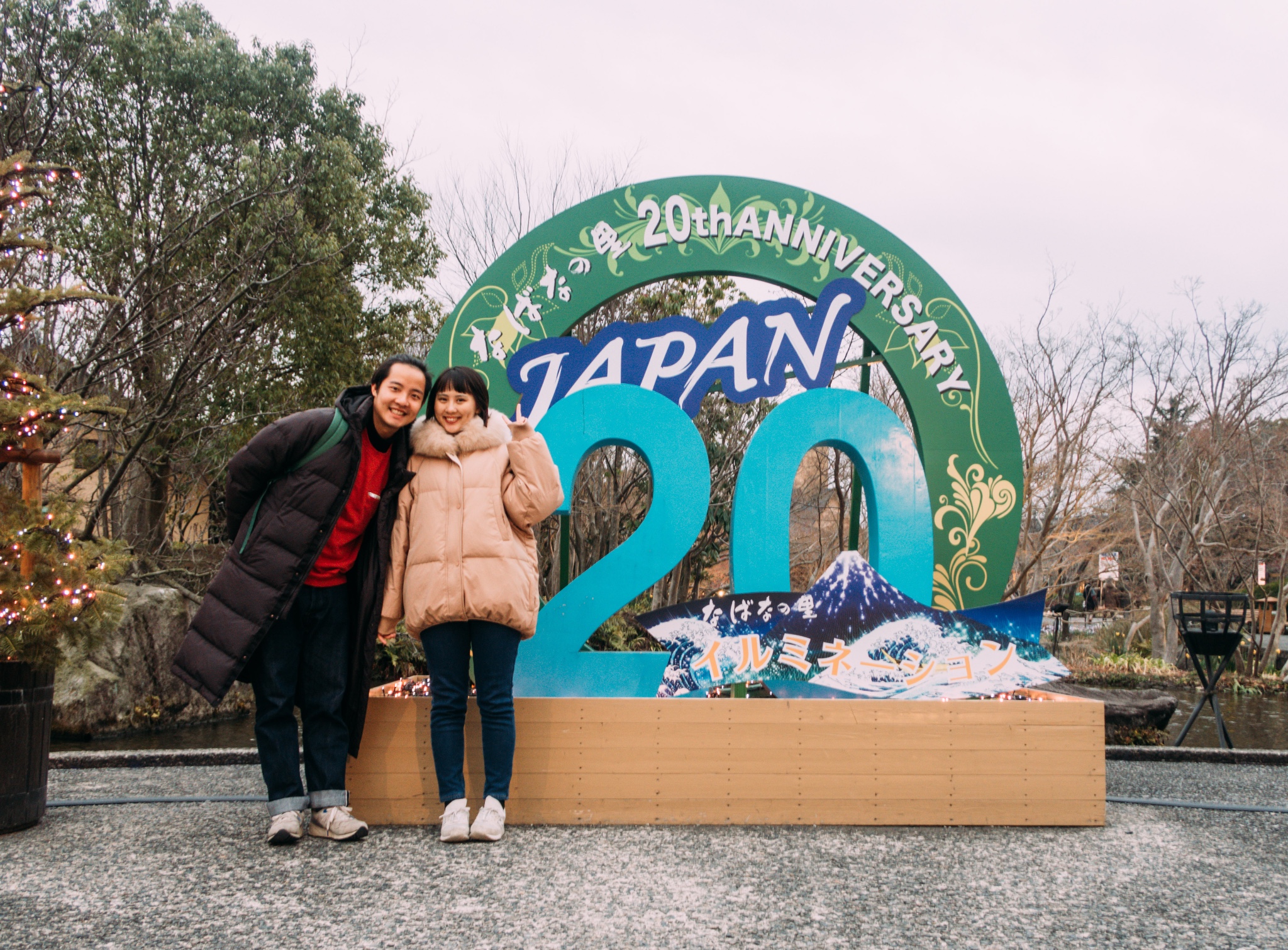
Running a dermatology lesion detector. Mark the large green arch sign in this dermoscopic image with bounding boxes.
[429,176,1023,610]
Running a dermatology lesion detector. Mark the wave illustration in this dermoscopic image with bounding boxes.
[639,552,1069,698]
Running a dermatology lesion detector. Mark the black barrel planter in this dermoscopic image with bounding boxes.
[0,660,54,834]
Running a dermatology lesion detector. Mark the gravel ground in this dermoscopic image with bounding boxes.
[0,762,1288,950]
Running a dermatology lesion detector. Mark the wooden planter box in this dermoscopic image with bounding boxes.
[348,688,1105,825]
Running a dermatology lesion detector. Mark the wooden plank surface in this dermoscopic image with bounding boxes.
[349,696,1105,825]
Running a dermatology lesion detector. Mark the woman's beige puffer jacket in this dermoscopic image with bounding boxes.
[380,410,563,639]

*What you have to do:*
Please write out every line of the entries above as a JSON list of strings, one string per line, skipping blank lines and leaving out the pictures.

*Result below:*
[
  "Running a dermatology lesion detector. Mark the large green arch sign in this dermoscopic image with bounding boxes.",
  "[429,176,1023,610]",
  "Running a dermatology lesion detector. Mark the wave illustration in this dermoscopic image with bounding boxes.",
  "[639,552,1069,698]",
  "Running a dermatology lesion detector. Mark the black barrel planter in this dermoscopic image with bounding boxes.",
  "[0,660,54,834]",
  "Running a dermatology lesion detector. Mark the gravel ground in this dermoscopic image with bounding boxes.",
  "[0,762,1288,950]",
  "Running a dermatology lesion detector. Mark the wooden planter box in this dermoscopic image with bounding boxes.",
  "[348,688,1105,825]",
  "Running a dermatology lesion detector. Mark the wooden plank surface in this dermoscopic image with bounding boxes.",
  "[349,696,1105,825]",
  "Running a dermatology lesion detector. Mark the woman's beige puffer jacket in this dermoscopic image with bounding boxes.",
  "[380,410,563,639]"
]